▸ **GIVEN PROBLEM**: Please give the listing again in its entirety, exactly as written.

==== ENTRIES SHOWN ====

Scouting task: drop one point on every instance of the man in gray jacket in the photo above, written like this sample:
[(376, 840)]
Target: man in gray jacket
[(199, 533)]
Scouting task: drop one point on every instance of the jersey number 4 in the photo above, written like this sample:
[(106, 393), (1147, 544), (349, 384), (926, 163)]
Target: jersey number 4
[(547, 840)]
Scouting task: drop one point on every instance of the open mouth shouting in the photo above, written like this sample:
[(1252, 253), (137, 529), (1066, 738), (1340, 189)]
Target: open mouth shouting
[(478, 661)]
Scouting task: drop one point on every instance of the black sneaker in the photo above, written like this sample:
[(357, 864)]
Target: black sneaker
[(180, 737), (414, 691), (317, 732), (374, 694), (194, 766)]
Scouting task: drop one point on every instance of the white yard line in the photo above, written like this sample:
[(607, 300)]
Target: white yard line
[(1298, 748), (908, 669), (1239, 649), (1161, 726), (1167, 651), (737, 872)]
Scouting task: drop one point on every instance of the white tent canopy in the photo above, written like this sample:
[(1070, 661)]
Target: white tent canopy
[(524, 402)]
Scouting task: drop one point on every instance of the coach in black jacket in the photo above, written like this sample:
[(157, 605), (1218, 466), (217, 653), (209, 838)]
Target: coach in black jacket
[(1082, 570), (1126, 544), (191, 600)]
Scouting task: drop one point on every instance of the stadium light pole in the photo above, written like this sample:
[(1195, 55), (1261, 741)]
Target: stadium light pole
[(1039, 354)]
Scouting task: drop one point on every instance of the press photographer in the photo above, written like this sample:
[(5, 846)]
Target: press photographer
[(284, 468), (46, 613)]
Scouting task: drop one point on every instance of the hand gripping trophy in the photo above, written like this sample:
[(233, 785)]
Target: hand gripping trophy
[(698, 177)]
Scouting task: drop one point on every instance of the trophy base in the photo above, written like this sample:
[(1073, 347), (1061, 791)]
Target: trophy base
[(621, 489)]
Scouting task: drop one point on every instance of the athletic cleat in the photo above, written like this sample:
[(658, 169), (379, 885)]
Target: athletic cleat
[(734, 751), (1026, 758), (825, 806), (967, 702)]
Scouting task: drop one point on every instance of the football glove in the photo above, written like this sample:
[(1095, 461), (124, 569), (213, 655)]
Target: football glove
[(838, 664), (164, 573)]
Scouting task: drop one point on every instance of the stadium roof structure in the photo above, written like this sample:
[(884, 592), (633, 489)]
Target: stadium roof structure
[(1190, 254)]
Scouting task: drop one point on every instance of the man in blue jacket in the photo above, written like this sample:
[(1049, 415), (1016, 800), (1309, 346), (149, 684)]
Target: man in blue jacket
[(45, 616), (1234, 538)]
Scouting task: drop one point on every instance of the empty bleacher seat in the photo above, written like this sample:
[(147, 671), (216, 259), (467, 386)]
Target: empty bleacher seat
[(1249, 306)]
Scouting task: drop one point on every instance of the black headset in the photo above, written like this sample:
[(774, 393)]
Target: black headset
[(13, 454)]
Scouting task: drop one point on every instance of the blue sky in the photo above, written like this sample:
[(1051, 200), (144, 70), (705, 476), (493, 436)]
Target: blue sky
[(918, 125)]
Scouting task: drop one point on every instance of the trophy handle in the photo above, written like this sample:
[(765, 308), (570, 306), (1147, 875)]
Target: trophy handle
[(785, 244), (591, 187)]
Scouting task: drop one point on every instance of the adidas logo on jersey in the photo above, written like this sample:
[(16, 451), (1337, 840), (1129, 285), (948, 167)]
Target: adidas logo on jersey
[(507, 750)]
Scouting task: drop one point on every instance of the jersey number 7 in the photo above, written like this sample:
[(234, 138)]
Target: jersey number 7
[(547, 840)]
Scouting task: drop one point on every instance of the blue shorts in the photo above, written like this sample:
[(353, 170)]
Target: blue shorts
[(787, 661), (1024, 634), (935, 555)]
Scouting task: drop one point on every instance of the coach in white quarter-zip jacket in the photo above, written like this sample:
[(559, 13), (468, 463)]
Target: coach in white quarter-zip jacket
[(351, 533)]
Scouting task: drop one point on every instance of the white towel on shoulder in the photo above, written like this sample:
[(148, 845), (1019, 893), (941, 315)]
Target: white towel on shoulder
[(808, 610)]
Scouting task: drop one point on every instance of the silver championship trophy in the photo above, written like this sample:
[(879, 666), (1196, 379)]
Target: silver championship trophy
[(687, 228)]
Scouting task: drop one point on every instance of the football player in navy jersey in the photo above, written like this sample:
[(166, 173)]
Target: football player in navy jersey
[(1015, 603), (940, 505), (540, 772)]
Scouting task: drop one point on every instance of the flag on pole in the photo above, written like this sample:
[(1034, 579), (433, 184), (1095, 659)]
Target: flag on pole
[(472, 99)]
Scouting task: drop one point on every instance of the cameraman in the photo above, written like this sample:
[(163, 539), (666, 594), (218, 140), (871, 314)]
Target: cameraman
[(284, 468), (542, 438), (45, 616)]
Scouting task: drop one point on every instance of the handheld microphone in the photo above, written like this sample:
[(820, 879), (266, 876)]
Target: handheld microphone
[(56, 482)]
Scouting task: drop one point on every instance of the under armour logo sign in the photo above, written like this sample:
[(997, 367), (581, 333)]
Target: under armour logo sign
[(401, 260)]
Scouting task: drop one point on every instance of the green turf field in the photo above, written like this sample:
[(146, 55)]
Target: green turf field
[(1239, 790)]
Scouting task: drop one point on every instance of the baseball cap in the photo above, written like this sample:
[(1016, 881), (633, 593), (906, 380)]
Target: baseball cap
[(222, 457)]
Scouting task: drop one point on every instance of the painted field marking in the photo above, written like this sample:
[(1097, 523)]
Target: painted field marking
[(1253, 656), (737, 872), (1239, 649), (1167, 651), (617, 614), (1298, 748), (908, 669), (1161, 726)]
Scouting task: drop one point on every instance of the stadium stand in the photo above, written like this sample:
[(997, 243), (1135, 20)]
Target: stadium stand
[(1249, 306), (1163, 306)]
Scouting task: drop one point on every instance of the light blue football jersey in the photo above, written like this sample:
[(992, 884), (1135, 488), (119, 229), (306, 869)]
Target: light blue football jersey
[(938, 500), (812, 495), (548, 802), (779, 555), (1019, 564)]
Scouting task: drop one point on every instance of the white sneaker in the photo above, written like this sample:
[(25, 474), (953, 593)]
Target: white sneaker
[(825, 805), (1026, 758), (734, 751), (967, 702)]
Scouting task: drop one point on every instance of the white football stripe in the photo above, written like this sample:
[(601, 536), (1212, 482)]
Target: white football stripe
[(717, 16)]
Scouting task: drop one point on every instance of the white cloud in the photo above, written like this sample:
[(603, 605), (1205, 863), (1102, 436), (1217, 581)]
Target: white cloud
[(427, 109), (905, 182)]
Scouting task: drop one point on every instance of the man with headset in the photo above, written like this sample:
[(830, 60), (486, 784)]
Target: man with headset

====

▸ **WRITTEN SOLUTION**:
Scouting task: drop one point on every instance of the man in gray jacket in the photo above, written like this sample:
[(376, 840)]
Target: man in gray jacket
[(199, 533)]
Scouting task: drop one point on every instance of the jersey number 4 in the photo above, written like this sample:
[(106, 393), (1147, 544), (349, 384), (926, 163)]
Target: jersey number 4
[(547, 840)]
Scouting task: drop one point on every instance of the open mouth shouting in the photo above, written like this sample:
[(1252, 253), (137, 529), (1066, 738), (1340, 189)]
Target: open mouth shouting
[(478, 661)]
Scouting task: drop one point on every instance of the black sneaker in the photo above, written like this sample:
[(357, 864)]
Target: black sneaker
[(180, 737), (414, 691), (317, 732), (374, 694), (194, 766)]
Scouting task: drop one point on every instance of the white yard line in the photo above, written like this sample:
[(607, 300)]
Target: white yard line
[(1298, 748), (908, 669), (1239, 649), (1161, 726), (1167, 651), (737, 872)]
Scouting task: drop one point on every instance of the white tent canopy in the photo above, written like this sample:
[(1070, 661)]
Target: white tent canopy
[(524, 402)]
Scouting task: drop one point on every instance of the coach in black jacket in the photo above, written like this sample:
[(157, 605), (1218, 466), (217, 653), (209, 838)]
Target: coach in black jacket
[(1082, 570), (1126, 544), (191, 600)]
Scouting task: drop one point on every instance of the stadium light pole in the photo above, written like this sample:
[(1195, 55), (1261, 741)]
Target: stadium light pole
[(1039, 354)]
Scouting task: drop one point on every instance of the press photographer in the photo above, written like this sample:
[(5, 846)]
Target: press photographer
[(284, 468), (46, 613)]
Scouting task: drop one point on every instance of the hand gripping trophy in the photo above, written like this sample:
[(233, 785)]
Target: hand gripping trophy
[(698, 177)]
Scouting task: drop one point on every instance of the trophy base in the photo above, written like this sample:
[(1073, 347), (1061, 791)]
Target: trophy base
[(621, 489)]
Scouting task: drop one point on every instance of the athletic cleat in the photo above, written like this sample:
[(658, 169), (379, 885)]
Target: athletic cleat
[(734, 751), (1026, 758), (825, 806), (967, 702)]
Scouting task: drop one point on every instance of the football glove in the photo above, written like this sample:
[(1095, 461), (124, 569), (213, 655)]
Target: football glove
[(838, 664), (164, 573)]
Scouting task: drop one point on every instance of the stadium roof structure in the photo above, written like this sample:
[(884, 592), (633, 489)]
Target: stadium roof structure
[(1190, 254)]
Scouting task: drop one point on every instance of the man in blue jacket in the photo above, written like this sample:
[(1049, 415), (1016, 800), (1309, 346), (149, 684)]
Target: man in blue jacket
[(45, 616), (1234, 538)]
Scouting task: drop one point on every instance of the empty bleacher seat in the photo above, written like this sample:
[(147, 671), (216, 259), (467, 386)]
Target: empty bleacher seat
[(1249, 306)]
Scouting task: drop one point on every instance of the black headset in the photo above, written like this sample:
[(774, 393)]
Target: black headset
[(13, 454)]
Scouting task: drop one point on every instance of the blue sky in the photo above, written like this sample:
[(1051, 200), (144, 70), (705, 476), (493, 436)]
Target: blue sky
[(918, 125)]
Scouting task: drop one point on every instance of the trophy handle in the photo above, written like this sample:
[(765, 308), (570, 306), (1147, 875)]
Target: trophy handle
[(785, 244), (591, 187)]
Scouting task: drop one point on every instance of the adidas logo on jersey in the photo above, written like this sample:
[(16, 451), (1337, 840), (1129, 285), (948, 167)]
Target: adidas logo on jersey
[(507, 750)]
Scouting task: drop one point on every instance of the jersey number 7 in the photo above, written like this sample:
[(234, 138)]
Target: jersey number 7
[(547, 840)]
Scouting task: drop one point on every instance of the blue shorts in the photo above, written like this sample:
[(353, 170)]
Target: blue shorts
[(787, 661), (1024, 634), (935, 555)]
Scouting task: drop one point on every instance of the coach in white quarter-zip jacket in the photo above, written like this sample:
[(559, 13), (468, 463)]
Target: coach in white quarter-zip jacket
[(351, 533)]
Scouting task: drop one point on every instance of the white towel on shoulder in the photo above, written like this sample:
[(148, 845), (1019, 893), (941, 315)]
Target: white towel on shoulder
[(808, 610)]
Scouting task: drop one point on every instance of the silver championship trophy in the photo above, written like this sample:
[(879, 666), (1196, 379)]
Target: silver championship trophy
[(687, 228)]
Scouting task: drop one point on every instance of the football player in navy jersey in the photo above, written like this sample:
[(166, 173)]
Target: football player in navy jersey
[(1015, 603), (940, 505), (540, 772)]
Scouting task: drop one point on every instance of the flag on pole in the photo above, written like this sample:
[(1034, 579), (433, 184), (1095, 659)]
Target: flag on pole
[(472, 99)]
Scouting task: drop one point on every instance of the cameraman in the photo above, written like this sample:
[(163, 539), (666, 594), (218, 140), (871, 314)]
Target: cameraman
[(284, 468), (542, 438), (45, 616)]
Scouting task: drop one point on every instance of the handheld microphone in the photo above, written like this sample:
[(820, 879), (266, 876)]
Target: handheld microphone
[(56, 482)]
Scouting task: drop one point on every instance of the under armour logo sign in the photo above, written like this sample:
[(997, 367), (581, 333)]
Target: under armour logo sign
[(401, 260)]
Scouting task: drop one point on every instance of the green turf field in the photo above, written like this sample:
[(146, 55)]
Target: green turf field
[(1239, 790)]
Scouting task: drop one point on every instance of the baseball cap in the photo above, written like this sample:
[(1016, 881), (633, 593), (906, 380)]
Target: baseball cap
[(222, 457)]
Scouting task: drop one point on every instance of the painted field marking in the photo above, written like this sample:
[(1097, 523)]
Target: painted field marking
[(1253, 656), (737, 872), (1239, 649), (1167, 651), (617, 614), (1298, 748), (908, 669), (1161, 726)]
Scouting task: drop one point on every instance of the stadium stand in the photo above, written like this sample:
[(997, 243), (1135, 20)]
Target: stadium stand
[(1249, 306), (1163, 306)]
Scouting task: drop one point on every instance of the light blue football jersey in the photo above, written like this sample:
[(992, 884), (1135, 488), (119, 229), (306, 869)]
Target: light blue football jersey
[(938, 500), (812, 495), (548, 802), (779, 555), (1019, 564)]
Scouting task: drop one point on every instance of the white sneaker in the photo above, written like this sample:
[(25, 474), (953, 593)]
Target: white sneaker
[(825, 805), (1026, 758), (734, 751), (967, 702)]
Scouting task: drop one point on every instance of the white football stripe in the photo above, written like this sample:
[(601, 536), (1212, 482)]
Target: white football stripe
[(717, 16)]
Scouting task: drop one point on every instance of the white cloud in the photo above, written like this sample:
[(603, 605), (1205, 863), (1102, 436), (1217, 581)]
Target: white cloud
[(427, 109), (905, 182)]
Scouting task: drop one point on every instance of the man with headset in the photo above, written like this sample:
[(830, 60), (486, 784)]
Target: man with headset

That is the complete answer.